■ GOAL OF THE EXERCISE ■
From the first line to the last, return the data exactly, with no pictures.

■ SOURCE DATA ■

════

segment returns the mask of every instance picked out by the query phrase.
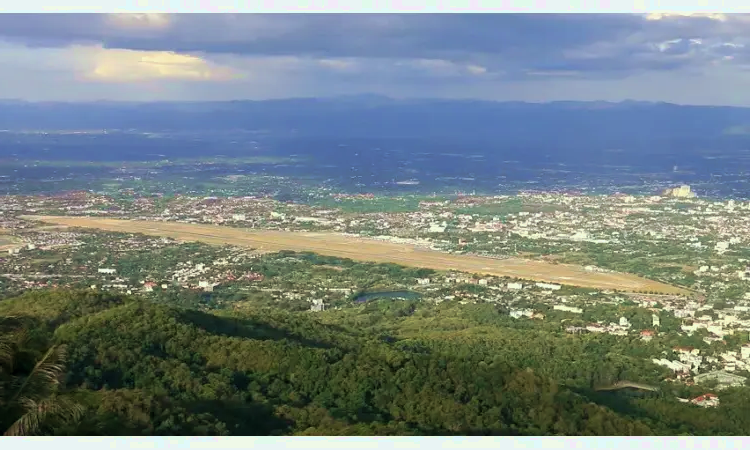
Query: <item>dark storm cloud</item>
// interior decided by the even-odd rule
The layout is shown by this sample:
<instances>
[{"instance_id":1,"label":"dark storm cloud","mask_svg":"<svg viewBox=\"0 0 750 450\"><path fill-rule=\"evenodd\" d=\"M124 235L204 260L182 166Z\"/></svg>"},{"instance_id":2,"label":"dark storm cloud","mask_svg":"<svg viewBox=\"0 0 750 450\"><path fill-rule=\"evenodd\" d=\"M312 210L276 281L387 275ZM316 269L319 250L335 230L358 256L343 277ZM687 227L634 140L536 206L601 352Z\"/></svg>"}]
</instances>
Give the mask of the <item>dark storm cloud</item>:
<instances>
[{"instance_id":1,"label":"dark storm cloud","mask_svg":"<svg viewBox=\"0 0 750 450\"><path fill-rule=\"evenodd\" d=\"M594 14L184 14L167 20L163 29L128 29L99 14L3 15L0 36L30 45L101 42L136 50L427 58L545 54L616 39L642 22L636 16Z\"/></svg>"},{"instance_id":2,"label":"dark storm cloud","mask_svg":"<svg viewBox=\"0 0 750 450\"><path fill-rule=\"evenodd\" d=\"M0 15L0 37L43 47L94 43L208 55L441 59L512 74L627 74L734 54L742 59L743 47L725 44L744 39L747 23L738 15L721 21L626 14L184 14L149 25L96 14L6 14Z\"/></svg>"}]
</instances>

════

■ EXERCISE RESPONSE ■
segment returns the mask of every instance picked out by the query phrase.
Query: <item>dark storm cloud</item>
// interior decided by the even-odd rule
The layout is shown by this sample:
<instances>
[{"instance_id":1,"label":"dark storm cloud","mask_svg":"<svg viewBox=\"0 0 750 450\"><path fill-rule=\"evenodd\" d=\"M124 235L204 260L182 166Z\"/></svg>"},{"instance_id":2,"label":"dark storm cloud","mask_svg":"<svg viewBox=\"0 0 750 450\"><path fill-rule=\"evenodd\" d=\"M312 210L276 281L387 275ZM316 269L319 250L335 230L358 256L343 277ZM687 227L634 140L536 206L601 352Z\"/></svg>"}]
</instances>
Give the mask of the <item>dark storm cloud</item>:
<instances>
[{"instance_id":1,"label":"dark storm cloud","mask_svg":"<svg viewBox=\"0 0 750 450\"><path fill-rule=\"evenodd\" d=\"M594 14L184 14L167 20L163 29L128 29L99 14L3 15L0 36L30 45L101 42L136 50L427 58L545 54L616 39L642 22L636 16Z\"/></svg>"},{"instance_id":2,"label":"dark storm cloud","mask_svg":"<svg viewBox=\"0 0 750 450\"><path fill-rule=\"evenodd\" d=\"M0 15L0 37L43 47L94 43L208 55L441 59L512 74L627 74L734 54L742 59L743 47L725 44L744 39L747 23L738 15L721 21L626 14L184 14L149 25L96 14L6 14Z\"/></svg>"}]
</instances>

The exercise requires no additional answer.